What you are asked to do>
In the entries that follow, identify the line containing "holding microphone and record integer pixel coordinates." and return it together with all later lines, exactly as they appear.

Object pointing dataset rows>
****************
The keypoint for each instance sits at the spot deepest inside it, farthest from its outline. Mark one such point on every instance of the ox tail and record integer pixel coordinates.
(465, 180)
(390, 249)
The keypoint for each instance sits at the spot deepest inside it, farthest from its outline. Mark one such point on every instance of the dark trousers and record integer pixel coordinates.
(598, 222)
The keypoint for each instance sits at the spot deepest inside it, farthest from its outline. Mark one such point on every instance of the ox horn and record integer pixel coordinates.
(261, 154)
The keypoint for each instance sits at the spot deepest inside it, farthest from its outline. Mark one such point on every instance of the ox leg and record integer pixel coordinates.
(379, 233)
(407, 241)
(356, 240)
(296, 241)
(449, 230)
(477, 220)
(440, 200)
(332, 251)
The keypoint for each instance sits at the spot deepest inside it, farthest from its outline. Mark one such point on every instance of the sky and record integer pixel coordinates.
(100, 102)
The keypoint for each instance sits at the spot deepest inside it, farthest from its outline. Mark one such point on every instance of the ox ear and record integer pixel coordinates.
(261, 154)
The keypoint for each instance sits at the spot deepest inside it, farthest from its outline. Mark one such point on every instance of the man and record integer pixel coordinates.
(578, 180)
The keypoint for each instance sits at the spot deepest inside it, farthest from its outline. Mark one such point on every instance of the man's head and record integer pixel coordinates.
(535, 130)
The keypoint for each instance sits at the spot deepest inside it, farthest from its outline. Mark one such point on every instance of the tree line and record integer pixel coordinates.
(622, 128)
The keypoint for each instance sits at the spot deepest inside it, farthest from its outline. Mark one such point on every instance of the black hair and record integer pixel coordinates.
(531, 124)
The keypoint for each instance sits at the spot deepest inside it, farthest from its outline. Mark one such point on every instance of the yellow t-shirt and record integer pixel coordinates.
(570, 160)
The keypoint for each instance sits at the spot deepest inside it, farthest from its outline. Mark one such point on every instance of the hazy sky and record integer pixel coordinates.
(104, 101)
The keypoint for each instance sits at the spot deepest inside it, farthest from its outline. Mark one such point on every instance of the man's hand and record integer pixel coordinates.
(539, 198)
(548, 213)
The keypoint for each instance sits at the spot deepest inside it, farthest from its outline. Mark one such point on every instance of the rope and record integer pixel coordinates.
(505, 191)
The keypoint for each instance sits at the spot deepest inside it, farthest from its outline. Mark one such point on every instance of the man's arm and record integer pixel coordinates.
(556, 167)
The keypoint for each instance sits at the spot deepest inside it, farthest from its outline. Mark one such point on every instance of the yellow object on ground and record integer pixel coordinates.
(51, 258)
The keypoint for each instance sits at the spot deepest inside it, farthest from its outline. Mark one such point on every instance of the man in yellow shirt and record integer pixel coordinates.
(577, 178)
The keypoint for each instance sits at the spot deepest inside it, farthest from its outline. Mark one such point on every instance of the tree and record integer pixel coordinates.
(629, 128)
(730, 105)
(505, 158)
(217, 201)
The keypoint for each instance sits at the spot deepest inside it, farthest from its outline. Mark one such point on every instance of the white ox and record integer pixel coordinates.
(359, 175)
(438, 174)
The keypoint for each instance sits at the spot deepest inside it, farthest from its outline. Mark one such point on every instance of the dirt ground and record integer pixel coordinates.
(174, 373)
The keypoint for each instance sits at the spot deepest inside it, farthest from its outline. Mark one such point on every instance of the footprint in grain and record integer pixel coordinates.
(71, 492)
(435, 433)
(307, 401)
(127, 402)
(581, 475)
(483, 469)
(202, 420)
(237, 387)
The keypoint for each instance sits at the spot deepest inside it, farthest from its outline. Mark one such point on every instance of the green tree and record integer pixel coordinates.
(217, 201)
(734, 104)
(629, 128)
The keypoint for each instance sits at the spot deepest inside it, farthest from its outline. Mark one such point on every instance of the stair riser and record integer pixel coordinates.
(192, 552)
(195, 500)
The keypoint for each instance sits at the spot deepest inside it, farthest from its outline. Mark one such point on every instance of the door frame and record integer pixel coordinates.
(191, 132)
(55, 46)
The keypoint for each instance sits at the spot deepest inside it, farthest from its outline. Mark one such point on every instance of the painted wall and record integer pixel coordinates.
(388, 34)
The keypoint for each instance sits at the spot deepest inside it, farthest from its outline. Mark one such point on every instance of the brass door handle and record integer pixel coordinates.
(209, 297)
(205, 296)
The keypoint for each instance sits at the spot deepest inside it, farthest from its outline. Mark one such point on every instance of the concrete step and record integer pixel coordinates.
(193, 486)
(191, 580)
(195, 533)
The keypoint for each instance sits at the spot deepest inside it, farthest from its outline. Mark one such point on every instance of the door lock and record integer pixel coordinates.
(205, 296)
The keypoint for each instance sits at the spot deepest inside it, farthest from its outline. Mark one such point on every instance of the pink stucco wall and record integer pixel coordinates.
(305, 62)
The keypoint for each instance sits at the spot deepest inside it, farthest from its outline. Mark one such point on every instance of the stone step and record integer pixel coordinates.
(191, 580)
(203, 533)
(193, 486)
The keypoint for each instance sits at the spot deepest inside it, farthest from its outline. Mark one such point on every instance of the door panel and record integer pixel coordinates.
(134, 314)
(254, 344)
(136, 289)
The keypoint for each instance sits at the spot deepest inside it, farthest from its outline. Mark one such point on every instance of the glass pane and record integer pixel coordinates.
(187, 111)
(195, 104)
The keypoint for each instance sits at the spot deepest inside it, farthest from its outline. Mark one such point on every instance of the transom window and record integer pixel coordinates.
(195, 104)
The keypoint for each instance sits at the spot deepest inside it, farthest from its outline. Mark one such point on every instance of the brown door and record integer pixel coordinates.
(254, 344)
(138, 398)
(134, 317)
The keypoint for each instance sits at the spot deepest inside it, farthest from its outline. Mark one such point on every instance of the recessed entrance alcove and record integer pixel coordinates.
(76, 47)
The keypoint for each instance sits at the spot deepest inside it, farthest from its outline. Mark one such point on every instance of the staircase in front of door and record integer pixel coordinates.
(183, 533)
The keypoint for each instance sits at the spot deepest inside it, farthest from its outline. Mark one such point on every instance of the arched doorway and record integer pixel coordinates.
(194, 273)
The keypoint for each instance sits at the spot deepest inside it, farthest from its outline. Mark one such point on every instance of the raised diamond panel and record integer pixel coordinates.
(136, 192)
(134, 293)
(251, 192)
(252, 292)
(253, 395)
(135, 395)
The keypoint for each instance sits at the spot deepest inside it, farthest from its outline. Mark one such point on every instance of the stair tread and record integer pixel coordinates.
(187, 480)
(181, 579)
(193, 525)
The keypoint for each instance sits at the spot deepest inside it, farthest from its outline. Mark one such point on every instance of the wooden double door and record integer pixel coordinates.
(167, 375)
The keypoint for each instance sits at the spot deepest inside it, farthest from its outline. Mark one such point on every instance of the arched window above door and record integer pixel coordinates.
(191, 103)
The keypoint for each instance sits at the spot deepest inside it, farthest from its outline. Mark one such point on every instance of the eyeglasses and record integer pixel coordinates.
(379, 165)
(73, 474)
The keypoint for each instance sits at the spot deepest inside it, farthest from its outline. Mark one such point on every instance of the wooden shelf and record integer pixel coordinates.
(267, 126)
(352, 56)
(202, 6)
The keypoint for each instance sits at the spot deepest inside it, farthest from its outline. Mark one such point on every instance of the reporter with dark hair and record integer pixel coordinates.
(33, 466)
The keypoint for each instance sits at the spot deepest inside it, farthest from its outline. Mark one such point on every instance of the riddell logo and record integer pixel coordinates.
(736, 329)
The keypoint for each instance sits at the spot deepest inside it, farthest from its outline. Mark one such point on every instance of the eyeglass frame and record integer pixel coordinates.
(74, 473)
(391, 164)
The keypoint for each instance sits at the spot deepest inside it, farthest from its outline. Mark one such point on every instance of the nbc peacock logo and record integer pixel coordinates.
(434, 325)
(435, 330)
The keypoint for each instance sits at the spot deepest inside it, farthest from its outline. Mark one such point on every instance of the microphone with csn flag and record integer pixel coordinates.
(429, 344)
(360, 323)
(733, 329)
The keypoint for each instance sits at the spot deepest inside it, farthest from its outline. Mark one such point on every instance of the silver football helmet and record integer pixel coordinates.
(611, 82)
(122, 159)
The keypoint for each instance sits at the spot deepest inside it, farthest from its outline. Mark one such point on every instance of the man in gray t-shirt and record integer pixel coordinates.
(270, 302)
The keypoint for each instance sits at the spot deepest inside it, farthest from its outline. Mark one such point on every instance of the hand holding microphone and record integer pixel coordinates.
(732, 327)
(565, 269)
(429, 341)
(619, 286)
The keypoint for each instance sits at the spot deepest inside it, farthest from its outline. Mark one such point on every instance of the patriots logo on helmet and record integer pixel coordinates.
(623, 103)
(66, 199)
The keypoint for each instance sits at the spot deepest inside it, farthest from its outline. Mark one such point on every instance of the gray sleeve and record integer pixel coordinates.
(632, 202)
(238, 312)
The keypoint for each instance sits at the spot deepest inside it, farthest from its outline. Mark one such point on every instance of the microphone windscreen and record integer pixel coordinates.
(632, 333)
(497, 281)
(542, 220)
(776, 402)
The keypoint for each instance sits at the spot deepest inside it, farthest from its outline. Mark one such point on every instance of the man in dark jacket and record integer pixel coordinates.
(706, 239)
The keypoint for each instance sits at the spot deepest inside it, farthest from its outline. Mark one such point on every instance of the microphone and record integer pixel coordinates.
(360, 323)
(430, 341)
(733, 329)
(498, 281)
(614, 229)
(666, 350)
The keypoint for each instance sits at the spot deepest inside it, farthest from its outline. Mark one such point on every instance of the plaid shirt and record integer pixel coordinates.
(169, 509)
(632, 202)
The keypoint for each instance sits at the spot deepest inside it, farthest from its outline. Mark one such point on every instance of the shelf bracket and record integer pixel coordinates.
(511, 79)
****************
Solution to the problem>
The keypoint for each instance sits at the spot deepest inside it, farthest from its outline. Mark one such point on every instance of the hand holding microphone and record integer pixel coordinates.
(732, 327)
(565, 269)
(429, 341)
(619, 286)
The keypoint for each instance sits at the spot deepest inside it, farthest from its outline. Mark one such point on every instance of the patriots logo on helmet and record integer pixel coordinates.
(623, 103)
(66, 199)
The keypoint for each instance sits at the spot deepest inside it, farthest from its outline. Mark one such point on every instance of the gray sleeve and record integer pixel coordinates.
(632, 202)
(238, 312)
The keypoint for each instance sits at the spot deepest inside it, farthest from its outline. Mark one such point on every instance of the microphone windscreen and record integer pixel coordinates.
(632, 333)
(497, 281)
(542, 220)
(776, 402)
The keypoint for each instance sits at the spot deepest inside it, farthest from its outline. Mark one such point on every instance of the man in dark jacket and record integer pixel coordinates.
(706, 239)
The keypoint for each instance sits at the spot deepest inside it, farthest from its outline. Mark one such point on every instance of the microphone and record integer pixel coordinates.
(360, 323)
(430, 341)
(733, 329)
(498, 281)
(614, 229)
(666, 350)
The keypoint for each instance sits at the spot deepest inside it, farthest from its outline. Mark one such point on every instance of the plaid shirt and record integer pixel coordinates.
(169, 509)
(632, 202)
The keypoint for each instance sits at the spot deepest inside it, farthest from its outline. Mark one such point on every instance of the shelf bracket and record integer pixel coordinates.
(511, 79)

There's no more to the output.